▶ [Task]
Could you lay out the listing below as a numbered list, starting with its first line and going on through the line that contains "[[30, 329], [125, 337]]", leaving out blank lines and nothing after that line?

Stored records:
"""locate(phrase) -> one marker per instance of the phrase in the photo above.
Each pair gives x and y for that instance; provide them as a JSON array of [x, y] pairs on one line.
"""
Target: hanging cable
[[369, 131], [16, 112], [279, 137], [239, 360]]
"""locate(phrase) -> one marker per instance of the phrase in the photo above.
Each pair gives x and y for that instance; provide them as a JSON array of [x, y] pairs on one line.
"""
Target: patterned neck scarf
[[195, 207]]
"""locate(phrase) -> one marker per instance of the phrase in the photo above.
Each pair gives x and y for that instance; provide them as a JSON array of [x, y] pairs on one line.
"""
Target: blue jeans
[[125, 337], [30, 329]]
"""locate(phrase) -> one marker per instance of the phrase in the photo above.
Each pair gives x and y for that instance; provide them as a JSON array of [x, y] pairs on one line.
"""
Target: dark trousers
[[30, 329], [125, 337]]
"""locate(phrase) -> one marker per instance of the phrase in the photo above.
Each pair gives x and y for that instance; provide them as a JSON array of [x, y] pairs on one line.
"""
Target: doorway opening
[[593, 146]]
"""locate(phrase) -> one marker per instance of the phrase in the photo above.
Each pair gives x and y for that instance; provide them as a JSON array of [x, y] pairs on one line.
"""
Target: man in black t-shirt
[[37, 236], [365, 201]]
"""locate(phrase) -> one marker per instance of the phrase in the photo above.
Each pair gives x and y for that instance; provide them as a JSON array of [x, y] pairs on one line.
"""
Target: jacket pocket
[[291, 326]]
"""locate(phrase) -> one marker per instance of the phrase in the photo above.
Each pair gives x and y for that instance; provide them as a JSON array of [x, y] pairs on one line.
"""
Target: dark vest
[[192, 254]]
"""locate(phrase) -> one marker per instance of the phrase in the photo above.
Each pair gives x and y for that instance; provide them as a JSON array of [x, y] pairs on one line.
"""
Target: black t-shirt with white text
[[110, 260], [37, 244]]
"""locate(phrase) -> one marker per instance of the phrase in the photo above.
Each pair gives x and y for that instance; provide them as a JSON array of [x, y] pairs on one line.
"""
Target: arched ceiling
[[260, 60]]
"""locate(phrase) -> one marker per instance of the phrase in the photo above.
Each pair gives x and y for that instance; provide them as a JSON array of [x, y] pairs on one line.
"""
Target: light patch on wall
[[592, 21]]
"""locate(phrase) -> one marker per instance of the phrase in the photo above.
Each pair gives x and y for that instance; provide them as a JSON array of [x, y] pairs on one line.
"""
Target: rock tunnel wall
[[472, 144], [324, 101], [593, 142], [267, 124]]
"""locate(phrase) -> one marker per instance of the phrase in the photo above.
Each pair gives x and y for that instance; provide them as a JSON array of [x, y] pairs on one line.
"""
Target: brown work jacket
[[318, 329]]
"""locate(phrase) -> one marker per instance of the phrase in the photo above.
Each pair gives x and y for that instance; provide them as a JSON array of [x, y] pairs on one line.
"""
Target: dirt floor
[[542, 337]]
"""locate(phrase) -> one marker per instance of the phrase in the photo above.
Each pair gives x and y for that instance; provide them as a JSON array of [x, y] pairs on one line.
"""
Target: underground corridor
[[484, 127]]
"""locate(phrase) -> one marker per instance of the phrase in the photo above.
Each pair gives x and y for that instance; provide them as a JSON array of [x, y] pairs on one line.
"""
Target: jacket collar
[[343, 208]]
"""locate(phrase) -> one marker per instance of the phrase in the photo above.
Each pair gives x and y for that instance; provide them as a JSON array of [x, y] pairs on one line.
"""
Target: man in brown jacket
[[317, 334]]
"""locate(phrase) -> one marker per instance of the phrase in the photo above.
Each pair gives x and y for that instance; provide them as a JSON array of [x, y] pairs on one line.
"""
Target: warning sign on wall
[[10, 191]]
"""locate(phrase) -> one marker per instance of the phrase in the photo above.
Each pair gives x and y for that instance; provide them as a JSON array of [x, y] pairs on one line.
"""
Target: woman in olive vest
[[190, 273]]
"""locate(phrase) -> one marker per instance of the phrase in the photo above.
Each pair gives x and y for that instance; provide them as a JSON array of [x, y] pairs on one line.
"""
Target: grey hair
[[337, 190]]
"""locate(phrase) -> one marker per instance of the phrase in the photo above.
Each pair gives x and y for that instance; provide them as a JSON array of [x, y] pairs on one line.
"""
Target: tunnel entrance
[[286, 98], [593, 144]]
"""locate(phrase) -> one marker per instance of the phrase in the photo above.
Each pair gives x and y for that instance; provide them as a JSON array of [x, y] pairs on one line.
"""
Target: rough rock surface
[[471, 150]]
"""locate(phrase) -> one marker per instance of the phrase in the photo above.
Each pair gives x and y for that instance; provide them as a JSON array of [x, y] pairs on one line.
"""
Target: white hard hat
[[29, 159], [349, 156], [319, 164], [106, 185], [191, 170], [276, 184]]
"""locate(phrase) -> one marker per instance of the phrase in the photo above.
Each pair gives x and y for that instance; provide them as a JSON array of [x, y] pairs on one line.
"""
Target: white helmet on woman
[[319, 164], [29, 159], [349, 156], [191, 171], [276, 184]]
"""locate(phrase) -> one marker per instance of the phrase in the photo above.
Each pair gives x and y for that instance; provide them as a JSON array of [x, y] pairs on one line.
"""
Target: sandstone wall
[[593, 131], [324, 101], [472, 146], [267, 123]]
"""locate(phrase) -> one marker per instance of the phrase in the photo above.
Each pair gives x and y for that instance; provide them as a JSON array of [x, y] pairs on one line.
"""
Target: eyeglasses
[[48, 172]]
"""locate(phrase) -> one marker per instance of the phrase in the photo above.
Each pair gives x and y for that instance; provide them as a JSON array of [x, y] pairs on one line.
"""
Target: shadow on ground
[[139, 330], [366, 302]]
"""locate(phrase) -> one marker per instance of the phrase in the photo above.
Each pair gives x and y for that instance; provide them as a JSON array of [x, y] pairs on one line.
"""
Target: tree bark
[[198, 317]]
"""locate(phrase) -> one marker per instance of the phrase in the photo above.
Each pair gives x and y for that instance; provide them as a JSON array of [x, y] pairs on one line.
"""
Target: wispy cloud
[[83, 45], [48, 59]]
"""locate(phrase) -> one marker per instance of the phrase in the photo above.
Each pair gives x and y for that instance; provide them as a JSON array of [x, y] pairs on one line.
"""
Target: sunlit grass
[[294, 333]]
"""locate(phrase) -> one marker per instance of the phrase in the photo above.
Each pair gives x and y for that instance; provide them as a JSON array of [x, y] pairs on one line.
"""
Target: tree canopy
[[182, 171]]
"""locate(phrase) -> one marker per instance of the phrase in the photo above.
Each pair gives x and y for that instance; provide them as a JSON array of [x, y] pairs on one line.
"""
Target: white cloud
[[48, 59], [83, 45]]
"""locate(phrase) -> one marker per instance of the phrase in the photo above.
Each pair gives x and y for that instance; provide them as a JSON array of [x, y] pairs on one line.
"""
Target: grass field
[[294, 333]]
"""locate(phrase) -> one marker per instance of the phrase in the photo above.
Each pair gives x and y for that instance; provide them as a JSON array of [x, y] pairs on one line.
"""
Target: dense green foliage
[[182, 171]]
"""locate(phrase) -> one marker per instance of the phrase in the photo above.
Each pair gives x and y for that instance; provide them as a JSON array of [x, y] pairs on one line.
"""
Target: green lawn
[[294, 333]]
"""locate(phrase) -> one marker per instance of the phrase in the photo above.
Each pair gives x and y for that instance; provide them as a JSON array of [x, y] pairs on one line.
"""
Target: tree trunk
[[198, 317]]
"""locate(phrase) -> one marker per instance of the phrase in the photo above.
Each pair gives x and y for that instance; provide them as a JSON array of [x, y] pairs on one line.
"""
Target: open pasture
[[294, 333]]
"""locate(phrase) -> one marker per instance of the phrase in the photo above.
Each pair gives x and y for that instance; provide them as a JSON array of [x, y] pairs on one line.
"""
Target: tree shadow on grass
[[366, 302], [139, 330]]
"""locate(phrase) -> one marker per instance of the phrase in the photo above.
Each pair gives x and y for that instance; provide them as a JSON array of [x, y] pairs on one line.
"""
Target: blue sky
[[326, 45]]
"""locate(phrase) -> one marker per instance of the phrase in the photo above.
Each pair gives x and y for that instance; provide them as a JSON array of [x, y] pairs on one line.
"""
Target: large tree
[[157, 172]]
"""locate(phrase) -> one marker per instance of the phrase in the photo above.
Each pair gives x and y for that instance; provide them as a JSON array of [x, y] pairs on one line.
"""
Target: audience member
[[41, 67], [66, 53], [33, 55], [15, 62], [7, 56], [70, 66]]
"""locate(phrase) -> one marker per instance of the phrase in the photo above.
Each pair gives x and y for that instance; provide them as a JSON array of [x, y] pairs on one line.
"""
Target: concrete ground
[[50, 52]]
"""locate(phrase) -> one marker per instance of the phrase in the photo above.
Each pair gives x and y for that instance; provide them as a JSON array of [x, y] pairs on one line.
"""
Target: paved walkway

▶ [Response below]
1. """locate(phrase) -> one marker per instance of the phrase in the photo above.
2. Each pair gives x and y for that instance; provide them as a JSON array of [x, y] pairs on one line.
3. """
4. Target: hanging cable
5. [[369, 131], [16, 112], [279, 137], [239, 360]]
6. """locate(phrase) -> one marker per instance of the phrase in the photo above.
7. Each pair gives x and y for that instance; provide them as a JSON array of [x, y] pairs on one line.
8. """
9. Target: patterned neck scarf
10. [[195, 207]]
11. """locate(phrase) -> one marker per instance of the phrase in the photo above.
12. Each pair gives x and y for that instance; provide them as a JSON array of [x, y] pairs on one line.
13. """
14. Target: blue jeans
15. [[125, 337], [30, 329]]
16. """locate(phrase) -> one marker per instance of the phrase in the photo above.
17. Each pair gives x and y for that instance; provide them as a JSON array of [x, y] pairs on one line.
18. """
19. Target: dark trousers
20. [[30, 329], [125, 337]]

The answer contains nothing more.